How standard password encryption works

Today, your saved passwords are encrypted while they’re sent over any network and when they’re saved to Google. The encryption key, used to access your passwords, is safely stored in your Google Account. Google then uses this key to access (decrypt) your passwords when:

  • You access them on passwords.google.com, on your eligible devices, or in Chrome settings.
  • Your passwords get checked for security issues in the Password Checkup.

The article goes on to describe "on-device encryption". The description is incredibly unclear, but it sounds like "on-device encryption" might handle password resets by having you enter your new password on an existing device so it can re-encrypt the passwords under the new key (or equivalent). It's still not that secure (Google has access to your password every time you enter it), but it may make it harder for mass compromise via e.g. a court order from an unfriendly government.

So why does it say "Google username and password"?

It looks like the progression was

  • ~2014: "Encrypt synced passwords with your Google credentials"

Stated task 1: Based on the passage on password encryption, decide whether each statement agrees with it: (a) The key used to access saved passwords is stored in the user's Google Account. (b) The writer calls the description of "on-device encryption" clear. (c) Google decrypts passwords when they are checked for security issues in the Password Checkup. For each, give yes or no and quote the words that settle it.
Stated task 2: Reproduce word for word the stretch of the passage on password encryption from "The article goes" through "an unfriendly government.".

Records from a dataset
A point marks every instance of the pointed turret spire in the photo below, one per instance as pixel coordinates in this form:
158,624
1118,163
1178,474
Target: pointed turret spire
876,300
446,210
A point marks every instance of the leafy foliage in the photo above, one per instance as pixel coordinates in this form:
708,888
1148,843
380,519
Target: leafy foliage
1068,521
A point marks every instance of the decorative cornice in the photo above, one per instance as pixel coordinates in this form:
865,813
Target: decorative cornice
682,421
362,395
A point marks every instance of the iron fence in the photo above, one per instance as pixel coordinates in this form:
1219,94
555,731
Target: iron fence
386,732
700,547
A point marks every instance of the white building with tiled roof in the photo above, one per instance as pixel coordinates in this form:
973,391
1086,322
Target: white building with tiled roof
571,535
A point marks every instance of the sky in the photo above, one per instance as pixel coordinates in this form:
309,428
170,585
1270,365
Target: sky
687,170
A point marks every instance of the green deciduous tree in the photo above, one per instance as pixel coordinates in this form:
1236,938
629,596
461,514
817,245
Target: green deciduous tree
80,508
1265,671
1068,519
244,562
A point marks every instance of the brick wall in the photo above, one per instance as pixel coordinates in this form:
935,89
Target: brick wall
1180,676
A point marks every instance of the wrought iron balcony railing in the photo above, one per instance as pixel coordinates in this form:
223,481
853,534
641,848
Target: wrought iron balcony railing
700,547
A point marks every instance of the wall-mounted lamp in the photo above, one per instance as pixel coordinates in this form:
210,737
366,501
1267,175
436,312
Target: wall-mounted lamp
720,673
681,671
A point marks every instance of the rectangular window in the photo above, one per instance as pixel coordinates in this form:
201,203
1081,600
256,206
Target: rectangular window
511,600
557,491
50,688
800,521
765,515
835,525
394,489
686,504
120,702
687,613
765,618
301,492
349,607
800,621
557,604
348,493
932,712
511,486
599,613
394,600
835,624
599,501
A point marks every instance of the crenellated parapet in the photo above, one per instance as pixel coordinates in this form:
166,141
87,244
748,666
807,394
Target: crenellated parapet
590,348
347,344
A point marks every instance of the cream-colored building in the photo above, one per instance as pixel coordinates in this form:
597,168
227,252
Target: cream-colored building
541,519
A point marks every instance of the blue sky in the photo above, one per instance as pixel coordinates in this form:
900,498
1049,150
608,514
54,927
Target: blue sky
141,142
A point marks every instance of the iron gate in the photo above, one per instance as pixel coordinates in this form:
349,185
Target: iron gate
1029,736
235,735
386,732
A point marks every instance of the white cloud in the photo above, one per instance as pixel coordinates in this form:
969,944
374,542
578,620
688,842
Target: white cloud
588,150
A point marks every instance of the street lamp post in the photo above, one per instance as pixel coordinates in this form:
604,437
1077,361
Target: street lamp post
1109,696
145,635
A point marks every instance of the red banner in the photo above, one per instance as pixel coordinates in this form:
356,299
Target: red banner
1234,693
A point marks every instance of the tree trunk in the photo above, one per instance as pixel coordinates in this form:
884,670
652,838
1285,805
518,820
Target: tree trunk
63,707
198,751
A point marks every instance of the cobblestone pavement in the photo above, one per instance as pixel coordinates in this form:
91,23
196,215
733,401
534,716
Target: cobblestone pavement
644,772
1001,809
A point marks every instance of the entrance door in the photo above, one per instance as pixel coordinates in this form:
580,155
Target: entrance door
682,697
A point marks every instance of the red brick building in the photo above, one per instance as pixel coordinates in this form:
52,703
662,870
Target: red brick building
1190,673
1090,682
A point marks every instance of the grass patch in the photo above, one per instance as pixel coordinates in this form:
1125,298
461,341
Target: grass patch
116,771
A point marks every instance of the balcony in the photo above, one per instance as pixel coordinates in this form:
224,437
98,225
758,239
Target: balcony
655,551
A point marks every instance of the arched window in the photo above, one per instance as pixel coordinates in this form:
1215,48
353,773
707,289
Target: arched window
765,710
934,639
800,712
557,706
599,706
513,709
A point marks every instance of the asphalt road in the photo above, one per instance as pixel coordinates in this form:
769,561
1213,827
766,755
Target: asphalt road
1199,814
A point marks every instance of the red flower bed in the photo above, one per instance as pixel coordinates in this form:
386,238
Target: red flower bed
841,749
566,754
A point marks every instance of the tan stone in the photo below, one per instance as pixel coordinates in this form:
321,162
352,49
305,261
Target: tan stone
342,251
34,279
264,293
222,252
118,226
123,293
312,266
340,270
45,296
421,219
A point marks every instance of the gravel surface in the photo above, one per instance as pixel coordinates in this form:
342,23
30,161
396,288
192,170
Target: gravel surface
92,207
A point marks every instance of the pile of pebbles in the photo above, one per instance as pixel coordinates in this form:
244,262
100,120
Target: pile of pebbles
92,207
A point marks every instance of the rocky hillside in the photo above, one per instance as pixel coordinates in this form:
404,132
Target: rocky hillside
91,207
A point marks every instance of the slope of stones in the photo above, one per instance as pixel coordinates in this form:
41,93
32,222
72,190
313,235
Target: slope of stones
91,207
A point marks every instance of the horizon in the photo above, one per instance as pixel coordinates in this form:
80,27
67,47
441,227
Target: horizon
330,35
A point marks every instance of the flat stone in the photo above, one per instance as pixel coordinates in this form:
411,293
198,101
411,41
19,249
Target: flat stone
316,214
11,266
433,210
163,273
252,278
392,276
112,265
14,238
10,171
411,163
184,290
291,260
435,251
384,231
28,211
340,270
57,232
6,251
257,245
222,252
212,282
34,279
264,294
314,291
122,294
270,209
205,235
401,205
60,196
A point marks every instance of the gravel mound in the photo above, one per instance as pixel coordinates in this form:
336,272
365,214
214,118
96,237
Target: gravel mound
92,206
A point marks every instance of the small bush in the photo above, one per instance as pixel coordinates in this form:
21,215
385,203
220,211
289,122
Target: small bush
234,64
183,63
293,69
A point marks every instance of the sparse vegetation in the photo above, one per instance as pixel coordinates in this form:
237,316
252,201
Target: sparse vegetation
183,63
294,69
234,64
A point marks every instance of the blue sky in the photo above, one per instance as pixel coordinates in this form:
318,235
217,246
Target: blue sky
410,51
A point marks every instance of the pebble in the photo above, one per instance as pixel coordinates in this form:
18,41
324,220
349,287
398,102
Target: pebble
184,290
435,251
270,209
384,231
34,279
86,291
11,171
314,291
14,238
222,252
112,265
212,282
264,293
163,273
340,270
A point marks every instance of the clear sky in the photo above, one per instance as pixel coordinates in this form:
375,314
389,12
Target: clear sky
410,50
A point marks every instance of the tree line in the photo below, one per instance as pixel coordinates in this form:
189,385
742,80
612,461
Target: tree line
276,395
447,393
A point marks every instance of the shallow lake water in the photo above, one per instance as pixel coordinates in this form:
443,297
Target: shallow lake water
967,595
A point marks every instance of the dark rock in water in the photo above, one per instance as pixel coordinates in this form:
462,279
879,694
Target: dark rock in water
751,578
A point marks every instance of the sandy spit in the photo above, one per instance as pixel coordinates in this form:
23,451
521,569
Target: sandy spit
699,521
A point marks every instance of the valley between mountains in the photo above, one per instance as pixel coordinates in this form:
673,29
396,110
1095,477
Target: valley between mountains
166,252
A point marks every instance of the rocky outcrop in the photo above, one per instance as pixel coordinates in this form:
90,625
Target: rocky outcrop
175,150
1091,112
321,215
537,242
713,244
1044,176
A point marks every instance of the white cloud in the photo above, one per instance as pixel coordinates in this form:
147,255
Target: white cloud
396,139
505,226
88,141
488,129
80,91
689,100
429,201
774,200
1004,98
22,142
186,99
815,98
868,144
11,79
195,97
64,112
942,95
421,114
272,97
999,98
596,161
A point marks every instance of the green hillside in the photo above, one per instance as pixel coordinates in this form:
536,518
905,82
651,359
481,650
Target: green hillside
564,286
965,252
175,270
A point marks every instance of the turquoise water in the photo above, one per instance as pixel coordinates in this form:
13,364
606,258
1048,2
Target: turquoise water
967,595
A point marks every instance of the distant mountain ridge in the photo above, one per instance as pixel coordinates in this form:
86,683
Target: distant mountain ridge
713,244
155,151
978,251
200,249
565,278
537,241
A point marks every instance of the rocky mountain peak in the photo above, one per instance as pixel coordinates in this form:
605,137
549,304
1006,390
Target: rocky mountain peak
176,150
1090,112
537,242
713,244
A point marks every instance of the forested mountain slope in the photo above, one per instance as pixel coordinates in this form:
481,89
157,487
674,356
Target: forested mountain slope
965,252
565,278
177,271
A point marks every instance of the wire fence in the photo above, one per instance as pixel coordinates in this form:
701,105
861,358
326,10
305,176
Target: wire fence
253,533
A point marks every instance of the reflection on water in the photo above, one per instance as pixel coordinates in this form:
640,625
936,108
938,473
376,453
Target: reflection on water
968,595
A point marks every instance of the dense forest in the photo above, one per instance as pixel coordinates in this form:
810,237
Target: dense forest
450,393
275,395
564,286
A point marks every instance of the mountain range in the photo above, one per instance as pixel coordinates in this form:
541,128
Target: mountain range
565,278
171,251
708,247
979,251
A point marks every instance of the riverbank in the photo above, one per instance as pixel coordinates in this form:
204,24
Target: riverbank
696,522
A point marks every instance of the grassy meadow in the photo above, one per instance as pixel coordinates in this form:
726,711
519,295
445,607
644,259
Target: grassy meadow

Full output 1:
(a) Yes: "The encryption key, used to access your passwords, is safely stored in your Google Account."
(b) No: "The description is incredibly unclear"
(c) Yes: "Your passwords get checked for security issues in the Password Checkup."

Full output 2:
The article goes on to describe "on-device encryption". The description is incredibly unclear, but it sounds like "on-device encryption" might handle password resets by having you enter your new password on an existing device so it can re-encrypt the passwords under the new key (or equivalent). It's still not that secure (Google has access to your password every time you enter it), but it may make it harder for mass compromise via e.g. a court order from an unfriendly government.